- ASSIGNMENT
Check each line of the data below for the word "stone", then extract the ones that have it.

Stored data
**********

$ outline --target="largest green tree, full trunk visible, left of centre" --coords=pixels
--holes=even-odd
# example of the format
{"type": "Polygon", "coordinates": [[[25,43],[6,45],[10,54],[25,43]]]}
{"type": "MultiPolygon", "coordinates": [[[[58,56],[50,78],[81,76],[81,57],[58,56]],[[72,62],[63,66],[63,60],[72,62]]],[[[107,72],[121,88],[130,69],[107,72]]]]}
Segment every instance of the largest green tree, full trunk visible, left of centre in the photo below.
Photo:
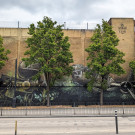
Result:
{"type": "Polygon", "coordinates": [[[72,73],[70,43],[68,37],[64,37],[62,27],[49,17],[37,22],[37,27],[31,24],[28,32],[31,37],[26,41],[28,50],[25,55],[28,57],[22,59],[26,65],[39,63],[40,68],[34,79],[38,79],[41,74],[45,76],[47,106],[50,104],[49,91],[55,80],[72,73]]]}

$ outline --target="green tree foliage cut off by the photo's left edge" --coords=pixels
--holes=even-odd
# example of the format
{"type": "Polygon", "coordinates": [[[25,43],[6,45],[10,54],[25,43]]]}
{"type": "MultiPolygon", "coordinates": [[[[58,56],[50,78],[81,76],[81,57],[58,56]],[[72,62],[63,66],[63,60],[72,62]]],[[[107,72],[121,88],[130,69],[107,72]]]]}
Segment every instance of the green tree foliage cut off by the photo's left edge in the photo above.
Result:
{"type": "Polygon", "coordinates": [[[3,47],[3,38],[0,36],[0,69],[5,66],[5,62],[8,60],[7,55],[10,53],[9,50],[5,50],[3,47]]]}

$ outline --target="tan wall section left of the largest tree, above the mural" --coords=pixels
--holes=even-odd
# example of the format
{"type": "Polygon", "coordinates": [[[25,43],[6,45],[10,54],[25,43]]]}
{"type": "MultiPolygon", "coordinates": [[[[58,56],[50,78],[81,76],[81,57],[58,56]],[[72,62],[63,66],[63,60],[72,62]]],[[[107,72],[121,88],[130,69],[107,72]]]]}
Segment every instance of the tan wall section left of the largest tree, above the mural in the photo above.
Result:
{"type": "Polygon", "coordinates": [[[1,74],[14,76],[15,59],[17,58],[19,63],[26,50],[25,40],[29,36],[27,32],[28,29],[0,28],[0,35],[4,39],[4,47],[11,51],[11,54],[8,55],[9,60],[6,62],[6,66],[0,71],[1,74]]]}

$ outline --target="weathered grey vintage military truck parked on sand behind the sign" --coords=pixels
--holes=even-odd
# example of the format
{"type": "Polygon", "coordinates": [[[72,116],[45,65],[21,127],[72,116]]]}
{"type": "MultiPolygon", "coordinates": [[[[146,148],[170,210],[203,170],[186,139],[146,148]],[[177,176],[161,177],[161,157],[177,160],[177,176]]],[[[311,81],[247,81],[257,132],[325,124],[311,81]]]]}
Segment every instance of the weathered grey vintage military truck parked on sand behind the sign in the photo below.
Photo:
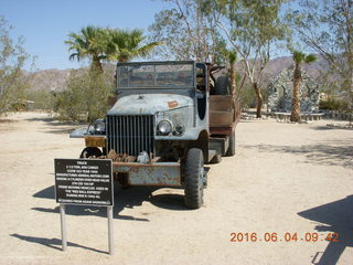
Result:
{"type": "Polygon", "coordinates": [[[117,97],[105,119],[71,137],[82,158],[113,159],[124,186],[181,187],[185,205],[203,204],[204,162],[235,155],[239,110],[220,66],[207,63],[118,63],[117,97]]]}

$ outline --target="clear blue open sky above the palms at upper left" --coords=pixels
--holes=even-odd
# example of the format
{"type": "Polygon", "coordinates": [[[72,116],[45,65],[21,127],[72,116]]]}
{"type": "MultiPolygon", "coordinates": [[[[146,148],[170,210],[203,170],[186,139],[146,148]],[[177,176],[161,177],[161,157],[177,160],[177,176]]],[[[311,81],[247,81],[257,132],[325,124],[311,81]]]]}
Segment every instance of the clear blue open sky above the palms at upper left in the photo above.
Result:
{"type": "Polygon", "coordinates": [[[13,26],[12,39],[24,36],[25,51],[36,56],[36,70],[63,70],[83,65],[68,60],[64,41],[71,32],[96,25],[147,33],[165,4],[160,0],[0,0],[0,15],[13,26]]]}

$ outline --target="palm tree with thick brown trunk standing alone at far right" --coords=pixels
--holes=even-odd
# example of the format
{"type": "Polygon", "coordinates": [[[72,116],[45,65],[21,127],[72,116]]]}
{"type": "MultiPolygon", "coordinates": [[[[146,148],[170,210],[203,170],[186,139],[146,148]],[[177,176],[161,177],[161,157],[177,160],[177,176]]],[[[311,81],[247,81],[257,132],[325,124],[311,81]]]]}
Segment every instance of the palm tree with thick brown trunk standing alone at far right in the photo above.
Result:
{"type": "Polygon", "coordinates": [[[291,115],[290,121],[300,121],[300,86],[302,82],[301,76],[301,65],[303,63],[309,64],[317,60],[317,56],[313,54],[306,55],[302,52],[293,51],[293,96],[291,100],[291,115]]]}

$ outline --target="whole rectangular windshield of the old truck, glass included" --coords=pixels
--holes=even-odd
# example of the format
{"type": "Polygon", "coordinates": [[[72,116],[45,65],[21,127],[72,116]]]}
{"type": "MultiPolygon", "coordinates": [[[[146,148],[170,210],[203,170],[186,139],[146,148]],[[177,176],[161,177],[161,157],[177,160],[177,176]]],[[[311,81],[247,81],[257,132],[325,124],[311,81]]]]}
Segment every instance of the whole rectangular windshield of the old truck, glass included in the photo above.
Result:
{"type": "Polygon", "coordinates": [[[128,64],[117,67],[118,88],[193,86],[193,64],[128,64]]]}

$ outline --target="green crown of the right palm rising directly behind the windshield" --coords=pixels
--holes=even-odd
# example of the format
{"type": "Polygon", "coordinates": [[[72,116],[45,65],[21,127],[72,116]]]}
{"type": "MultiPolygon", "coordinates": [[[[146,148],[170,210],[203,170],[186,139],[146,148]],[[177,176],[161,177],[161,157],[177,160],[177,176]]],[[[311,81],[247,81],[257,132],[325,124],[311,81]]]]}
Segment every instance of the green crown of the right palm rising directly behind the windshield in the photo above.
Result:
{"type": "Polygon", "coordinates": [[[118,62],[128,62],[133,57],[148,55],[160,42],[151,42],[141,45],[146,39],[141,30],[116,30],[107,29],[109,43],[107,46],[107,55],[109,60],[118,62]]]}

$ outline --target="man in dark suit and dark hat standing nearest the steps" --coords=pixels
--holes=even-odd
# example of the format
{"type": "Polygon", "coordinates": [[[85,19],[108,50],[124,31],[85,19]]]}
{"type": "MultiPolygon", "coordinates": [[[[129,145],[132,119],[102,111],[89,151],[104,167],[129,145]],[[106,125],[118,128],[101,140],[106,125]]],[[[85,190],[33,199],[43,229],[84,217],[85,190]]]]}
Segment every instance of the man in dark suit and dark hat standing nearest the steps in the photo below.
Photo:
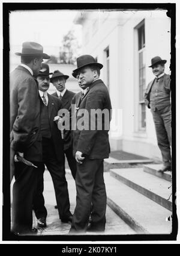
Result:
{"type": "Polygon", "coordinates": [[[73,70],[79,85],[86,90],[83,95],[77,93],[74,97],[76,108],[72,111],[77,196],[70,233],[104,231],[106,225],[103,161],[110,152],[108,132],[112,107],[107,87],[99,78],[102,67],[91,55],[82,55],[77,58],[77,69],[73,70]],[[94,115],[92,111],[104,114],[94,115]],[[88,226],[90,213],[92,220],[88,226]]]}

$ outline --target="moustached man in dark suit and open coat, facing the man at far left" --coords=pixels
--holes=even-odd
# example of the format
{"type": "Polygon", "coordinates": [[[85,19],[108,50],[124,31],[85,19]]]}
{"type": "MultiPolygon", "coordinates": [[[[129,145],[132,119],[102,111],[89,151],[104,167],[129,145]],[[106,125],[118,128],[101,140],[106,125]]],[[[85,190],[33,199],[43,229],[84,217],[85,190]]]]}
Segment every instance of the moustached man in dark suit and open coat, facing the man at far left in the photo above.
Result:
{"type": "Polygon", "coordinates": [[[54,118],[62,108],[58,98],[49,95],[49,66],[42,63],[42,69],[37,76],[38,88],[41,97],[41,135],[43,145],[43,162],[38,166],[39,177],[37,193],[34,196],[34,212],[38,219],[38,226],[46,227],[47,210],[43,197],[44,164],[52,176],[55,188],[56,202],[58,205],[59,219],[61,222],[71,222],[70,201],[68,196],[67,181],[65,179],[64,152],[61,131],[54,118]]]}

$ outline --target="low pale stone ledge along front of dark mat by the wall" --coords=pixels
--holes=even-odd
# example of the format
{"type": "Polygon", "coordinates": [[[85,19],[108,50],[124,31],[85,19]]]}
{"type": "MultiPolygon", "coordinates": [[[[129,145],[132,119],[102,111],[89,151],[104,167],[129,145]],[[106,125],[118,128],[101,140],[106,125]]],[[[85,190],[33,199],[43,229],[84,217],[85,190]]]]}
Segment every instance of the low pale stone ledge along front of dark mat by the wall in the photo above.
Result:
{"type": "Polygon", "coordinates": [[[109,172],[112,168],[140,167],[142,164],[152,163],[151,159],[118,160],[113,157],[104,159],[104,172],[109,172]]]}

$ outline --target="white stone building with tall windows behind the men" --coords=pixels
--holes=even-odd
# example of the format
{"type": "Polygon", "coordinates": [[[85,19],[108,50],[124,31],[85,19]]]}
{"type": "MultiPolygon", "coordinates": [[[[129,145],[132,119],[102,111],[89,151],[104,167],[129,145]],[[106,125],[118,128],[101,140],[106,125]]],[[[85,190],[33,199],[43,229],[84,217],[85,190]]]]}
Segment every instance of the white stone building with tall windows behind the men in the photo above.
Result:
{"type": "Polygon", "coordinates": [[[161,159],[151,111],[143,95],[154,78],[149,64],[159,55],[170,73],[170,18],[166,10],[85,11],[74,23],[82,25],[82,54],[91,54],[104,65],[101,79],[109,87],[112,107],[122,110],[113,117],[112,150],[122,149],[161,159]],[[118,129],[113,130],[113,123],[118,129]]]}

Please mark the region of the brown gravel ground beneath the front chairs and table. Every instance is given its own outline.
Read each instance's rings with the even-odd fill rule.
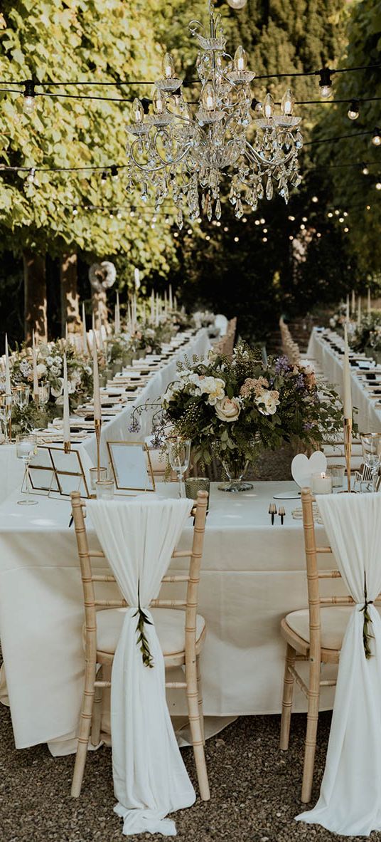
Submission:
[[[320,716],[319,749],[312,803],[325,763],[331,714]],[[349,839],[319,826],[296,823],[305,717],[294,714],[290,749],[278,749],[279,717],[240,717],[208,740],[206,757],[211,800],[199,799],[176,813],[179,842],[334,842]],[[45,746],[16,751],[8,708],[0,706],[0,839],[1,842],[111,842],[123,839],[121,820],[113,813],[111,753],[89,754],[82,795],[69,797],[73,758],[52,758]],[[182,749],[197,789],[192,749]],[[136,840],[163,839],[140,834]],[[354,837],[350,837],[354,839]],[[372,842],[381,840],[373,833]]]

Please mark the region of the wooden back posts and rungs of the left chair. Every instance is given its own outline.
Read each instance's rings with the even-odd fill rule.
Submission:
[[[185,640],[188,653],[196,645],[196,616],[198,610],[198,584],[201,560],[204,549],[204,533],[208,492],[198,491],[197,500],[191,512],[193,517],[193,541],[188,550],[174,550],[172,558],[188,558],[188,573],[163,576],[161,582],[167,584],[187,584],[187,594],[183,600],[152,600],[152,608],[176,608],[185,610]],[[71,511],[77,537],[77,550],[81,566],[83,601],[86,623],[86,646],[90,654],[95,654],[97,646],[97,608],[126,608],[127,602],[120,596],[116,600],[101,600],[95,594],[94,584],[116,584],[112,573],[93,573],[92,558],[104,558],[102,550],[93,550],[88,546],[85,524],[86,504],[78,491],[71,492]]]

**********

- PROBLEM SOLUTION
$ outline --target="low pale stone ledge along front of dark mat by the wall" --coords=pixels
Segment every instance of the low pale stone ledge along front of dark mat by the wall in the photo above.
$ outline --target="white stone building with tall windows behind the men" --coords=pixels
Segment every instance of the white stone building with tall windows behind the men in the photo above.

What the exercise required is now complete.